REQUIREMENTS: Your task is to repeat all of the material exactly.

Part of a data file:
* begin *

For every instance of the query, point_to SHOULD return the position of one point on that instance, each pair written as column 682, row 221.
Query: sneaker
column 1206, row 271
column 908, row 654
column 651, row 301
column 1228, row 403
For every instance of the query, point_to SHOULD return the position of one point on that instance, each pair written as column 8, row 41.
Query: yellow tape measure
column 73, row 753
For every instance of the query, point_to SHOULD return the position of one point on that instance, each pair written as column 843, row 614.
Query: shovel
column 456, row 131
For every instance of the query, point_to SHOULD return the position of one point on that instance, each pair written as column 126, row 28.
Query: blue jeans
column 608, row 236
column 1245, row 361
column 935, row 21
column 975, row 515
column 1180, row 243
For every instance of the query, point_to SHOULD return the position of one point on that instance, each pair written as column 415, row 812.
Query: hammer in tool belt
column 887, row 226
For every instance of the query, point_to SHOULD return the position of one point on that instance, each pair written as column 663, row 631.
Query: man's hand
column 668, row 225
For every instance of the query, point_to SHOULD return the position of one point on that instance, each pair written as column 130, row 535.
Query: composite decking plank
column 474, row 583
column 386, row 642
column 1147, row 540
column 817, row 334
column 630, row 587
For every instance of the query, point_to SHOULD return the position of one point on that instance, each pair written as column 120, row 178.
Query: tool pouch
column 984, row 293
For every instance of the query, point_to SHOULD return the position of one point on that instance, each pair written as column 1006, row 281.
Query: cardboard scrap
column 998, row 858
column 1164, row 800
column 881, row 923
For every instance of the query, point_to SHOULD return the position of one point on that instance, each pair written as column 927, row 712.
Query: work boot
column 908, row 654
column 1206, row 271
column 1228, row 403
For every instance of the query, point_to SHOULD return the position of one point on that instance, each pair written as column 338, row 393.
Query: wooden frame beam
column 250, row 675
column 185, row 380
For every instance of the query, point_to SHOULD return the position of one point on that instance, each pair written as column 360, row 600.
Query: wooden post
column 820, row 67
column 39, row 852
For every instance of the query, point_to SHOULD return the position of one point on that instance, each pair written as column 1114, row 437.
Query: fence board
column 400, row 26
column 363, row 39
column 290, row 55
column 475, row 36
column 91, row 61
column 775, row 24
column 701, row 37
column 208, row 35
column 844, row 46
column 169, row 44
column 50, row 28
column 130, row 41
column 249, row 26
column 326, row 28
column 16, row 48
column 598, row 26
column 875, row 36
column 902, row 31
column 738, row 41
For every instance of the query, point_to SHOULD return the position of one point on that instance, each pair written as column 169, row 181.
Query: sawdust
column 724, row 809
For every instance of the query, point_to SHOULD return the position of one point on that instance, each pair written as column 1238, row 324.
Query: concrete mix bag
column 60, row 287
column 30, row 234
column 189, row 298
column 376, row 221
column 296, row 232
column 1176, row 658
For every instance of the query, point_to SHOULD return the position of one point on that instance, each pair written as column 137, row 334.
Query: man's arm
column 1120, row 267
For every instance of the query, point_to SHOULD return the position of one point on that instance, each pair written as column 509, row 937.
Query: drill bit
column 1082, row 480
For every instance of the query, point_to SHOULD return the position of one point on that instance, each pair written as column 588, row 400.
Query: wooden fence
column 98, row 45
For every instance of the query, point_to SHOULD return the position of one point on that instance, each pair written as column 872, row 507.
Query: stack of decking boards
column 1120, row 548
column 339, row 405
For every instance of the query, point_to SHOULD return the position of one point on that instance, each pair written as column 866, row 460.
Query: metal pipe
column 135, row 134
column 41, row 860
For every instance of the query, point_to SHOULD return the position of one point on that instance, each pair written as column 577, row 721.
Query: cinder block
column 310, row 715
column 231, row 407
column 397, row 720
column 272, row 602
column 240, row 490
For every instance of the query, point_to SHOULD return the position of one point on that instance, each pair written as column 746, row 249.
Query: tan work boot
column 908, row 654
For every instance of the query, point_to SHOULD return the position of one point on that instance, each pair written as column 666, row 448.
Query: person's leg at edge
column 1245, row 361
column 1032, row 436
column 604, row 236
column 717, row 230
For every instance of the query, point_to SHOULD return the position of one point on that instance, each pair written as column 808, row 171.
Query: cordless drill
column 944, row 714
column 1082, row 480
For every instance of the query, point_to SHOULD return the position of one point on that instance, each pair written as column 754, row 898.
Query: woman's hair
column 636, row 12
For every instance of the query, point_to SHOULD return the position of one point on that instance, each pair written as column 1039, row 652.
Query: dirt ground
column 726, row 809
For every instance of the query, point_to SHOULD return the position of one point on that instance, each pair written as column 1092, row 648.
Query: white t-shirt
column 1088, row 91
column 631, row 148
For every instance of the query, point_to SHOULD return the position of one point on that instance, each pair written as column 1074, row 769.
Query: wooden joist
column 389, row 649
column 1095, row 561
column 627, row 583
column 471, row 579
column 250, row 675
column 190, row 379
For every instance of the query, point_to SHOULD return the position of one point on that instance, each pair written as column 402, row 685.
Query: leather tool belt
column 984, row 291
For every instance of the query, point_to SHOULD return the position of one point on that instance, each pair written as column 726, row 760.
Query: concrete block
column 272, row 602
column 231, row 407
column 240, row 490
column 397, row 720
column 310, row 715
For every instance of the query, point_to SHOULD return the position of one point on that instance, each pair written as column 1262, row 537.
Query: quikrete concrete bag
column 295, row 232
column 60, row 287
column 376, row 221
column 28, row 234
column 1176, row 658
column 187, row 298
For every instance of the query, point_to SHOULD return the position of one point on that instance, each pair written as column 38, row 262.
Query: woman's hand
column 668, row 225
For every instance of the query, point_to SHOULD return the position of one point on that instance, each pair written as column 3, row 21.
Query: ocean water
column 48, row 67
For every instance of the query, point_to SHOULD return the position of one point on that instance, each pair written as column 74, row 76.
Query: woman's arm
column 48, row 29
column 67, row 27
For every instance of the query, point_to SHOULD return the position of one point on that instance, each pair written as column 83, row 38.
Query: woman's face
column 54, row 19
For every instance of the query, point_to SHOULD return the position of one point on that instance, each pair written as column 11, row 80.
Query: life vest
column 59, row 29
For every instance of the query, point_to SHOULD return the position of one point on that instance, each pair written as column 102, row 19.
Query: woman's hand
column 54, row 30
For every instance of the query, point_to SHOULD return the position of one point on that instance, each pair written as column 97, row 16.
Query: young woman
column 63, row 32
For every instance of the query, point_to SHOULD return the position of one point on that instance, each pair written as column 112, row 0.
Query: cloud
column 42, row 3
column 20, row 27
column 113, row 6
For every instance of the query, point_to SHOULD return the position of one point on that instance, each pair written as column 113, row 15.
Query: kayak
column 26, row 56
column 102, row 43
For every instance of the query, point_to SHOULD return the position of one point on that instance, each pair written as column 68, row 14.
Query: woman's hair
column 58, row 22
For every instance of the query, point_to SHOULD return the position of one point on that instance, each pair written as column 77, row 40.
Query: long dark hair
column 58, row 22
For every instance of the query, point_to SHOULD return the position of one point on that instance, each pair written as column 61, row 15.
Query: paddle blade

* end *

ANSWER FOR THE TASK:
For every instance of the query, point_to SHOULD return the position of one point on that instance, each pair written as column 682, row 221.
Query: sneaker
column 1206, row 271
column 908, row 654
column 651, row 301
column 1228, row 403
For every instance of the query, point_to SHOULD return the position of one point on that instance, each pair written as column 8, row 41.
Query: yellow tape measure
column 73, row 753
For every instance of the query, point_to SHOULD return the position of one point on that instance, each pair written as column 843, row 614.
Query: shovel
column 456, row 131
For every instance of the query, point_to SHOULD return the position of one point on that instance, each pair written as column 126, row 28.
Query: blue jeans
column 608, row 236
column 1245, row 361
column 935, row 21
column 975, row 515
column 1180, row 243
For every instance of the query, point_to SHOULD return the position of one point on that instance, each pair written as column 415, row 812.
Query: hammer in tool belt
column 887, row 226
For every instance of the query, point_to SHOULD return the position of one point on that instance, each pair written as column 663, row 631.
Query: man's hand
column 668, row 225
For every instance of the query, point_to SHOULD return the position of one point on that instance, each pair written as column 130, row 535.
Query: composite decking plank
column 474, row 583
column 386, row 642
column 1147, row 540
column 817, row 334
column 630, row 587
For every instance of the query, point_to SHOULD return the position of one point on that instance, each pair written as column 120, row 178.
Query: tool pouch
column 984, row 293
For every instance of the query, point_to SHOULD return the position of one point on that instance, each pair written as column 1006, row 281.
Query: cardboard scrap
column 998, row 858
column 1164, row 800
column 881, row 923
For every instance of the query, point_to SHOULD return the position of one point on that instance, each pair written as column 927, row 712.
Query: work boot
column 908, row 654
column 1206, row 271
column 1228, row 403
For every instance of the query, point_to SHOULD return the position of one point on that instance, each pair written as column 338, row 393.
Query: wooden frame beam
column 250, row 675
column 185, row 380
For every instance of the query, point_to SHOULD return the position of one point on that instance, each pair written as column 360, row 600.
Query: wooden post
column 820, row 67
column 39, row 852
For every instance of the query, point_to SHOULD return the position of one point on that instance, each pair written as column 1114, row 437.
Query: fence board
column 400, row 26
column 363, row 39
column 290, row 55
column 475, row 36
column 91, row 61
column 775, row 24
column 701, row 37
column 208, row 35
column 844, row 46
column 169, row 44
column 50, row 28
column 130, row 41
column 249, row 26
column 326, row 28
column 16, row 48
column 598, row 26
column 875, row 36
column 902, row 31
column 738, row 41
For every instance of the query, point_to SHOULD return the position of one point on that instance, each pair written as column 169, row 181.
Query: sawdust
column 724, row 809
For every instance of the query, point_to SHOULD return the position of one point on that instance, each pair written as column 1238, row 324.
Query: concrete mix bag
column 60, row 287
column 30, row 234
column 189, row 298
column 376, row 221
column 296, row 232
column 1176, row 658
For every instance of the query, point_to SHOULD return the position of one point on that instance, each pair written as column 137, row 334.
Query: man's arm
column 1120, row 267
For every instance of the query, point_to SHOULD return the position of one point on that instance, each pair written as column 509, row 937.
Query: drill bit
column 1082, row 480
For every instance of the query, point_to SHOULD return the position of one point on that instance, each pair written as column 588, row 400.
Query: wooden fence
column 98, row 45
For every instance of the query, point_to SHOULD return the position of one point on that instance, each pair written as column 872, row 507.
Query: stack of decking boards
column 1120, row 548
column 339, row 405
For every instance of the query, point_to SHOULD return the position of one point on that instance, each pair written as column 866, row 460.
Query: metal pipe
column 135, row 134
column 41, row 860
For every instance of the query, point_to SHOULD return the position of one point on that instance, each pair written as column 577, row 721.
Query: cinder block
column 310, row 715
column 231, row 407
column 397, row 720
column 272, row 602
column 240, row 490
For every instance of the query, point_to SHOULD return the position of one point on that instance, each pair written as column 746, row 249.
Query: tan work boot
column 908, row 654
For every instance of the query, point_to SHOULD return the position of one point on that instance, each pair written as column 666, row 448.
Query: person's leg at edge
column 1245, row 361
column 1032, row 436
column 604, row 236
column 717, row 230
For every instance of the query, point_to SHOULD return the position of one point on that instance, each pair written as column 808, row 171.
Query: cordless drill
column 944, row 714
column 1082, row 480
For every instance of the query, point_to SHOULD return the position of one point on that instance, each pair written as column 754, row 898.
Query: woman's hair
column 636, row 12
For every instance of the query, point_to SHOULD return the position of one point on that instance, each pair written as column 1039, row 652.
Query: dirt ground
column 726, row 809
For every instance of the query, point_to SHOULD return the position of one point on that instance, each pair written as column 1092, row 648.
Query: white t-shirt
column 1088, row 91
column 631, row 148
For every instance of the query, point_to SHOULD return the position of one point on that instance, each pair written as column 1074, row 769.
Query: wooden joist
column 389, row 649
column 1095, row 561
column 627, row 583
column 471, row 579
column 250, row 675
column 190, row 379
For every instance of the query, point_to SHOULD return the position of one point on that instance, each pair written as column 402, row 685.
Query: leather tool belt
column 984, row 291
For every instance of the query, point_to SHOULD return the position of one point on that instance, each pair written as column 726, row 760.
Query: concrete block
column 272, row 602
column 231, row 407
column 240, row 490
column 397, row 720
column 310, row 715
For every instance of the query, point_to SHOULD return the position of one point on that instance, each pair written as column 1262, row 537.
Query: quikrete concrete bag
column 295, row 232
column 60, row 287
column 376, row 221
column 28, row 234
column 1176, row 658
column 187, row 298
For every instance of the query, point_to SHOULD return the position of one point on that instance, each pair written as column 38, row 262.
Query: woman's hand
column 668, row 225
For every instance of the query, point_to SHOULD return the position of one point on that instance, each pair written as column 3, row 21.
Query: ocean water
column 48, row 67
For every instance of the query, point_to SHOULD return the position of one point on that instance, each pair written as column 74, row 76.
Query: woman's arm
column 48, row 29
column 67, row 27
For every instance of the query, point_to SHOULD return the position of one point on that instance, each pair written as column 83, row 38.
Query: woman's face
column 54, row 19
For every instance of the query, point_to SHOULD return the position of one point on that instance, each pair written as column 11, row 80.
Query: life vest
column 59, row 29
For every instance of the query, point_to SHOULD return the position of one point on that instance, each pair written as column 102, row 19.
Query: woman's hand
column 54, row 30
For every instance of the query, point_to SHOULD return the position of one point on that instance, each pair written as column 97, row 16.
Query: young woman
column 63, row 32
For every instance of the query, point_to SHOULD return the position of one point on that instance, each pair written as column 112, row 0.
Query: cloud
column 42, row 3
column 20, row 27
column 113, row 6
For every instance of the query, point_to SHOULD return the position of one point on that instance, each pair written as column 113, row 15.
Query: kayak
column 26, row 56
column 102, row 43
For every instance of the query, point_to SHOULD return the position of one point on that instance, each pair written as column 68, row 14.
Query: woman's hair
column 58, row 22
For every instance of the query, point_to SHOULD return the position of one point on that instance, each pair written as column 77, row 40.
Query: long dark hair
column 58, row 22
For every instance of the query, point_to SHOULD return the position of one point on that instance, each pair written as column 61, row 15.
Query: paddle blade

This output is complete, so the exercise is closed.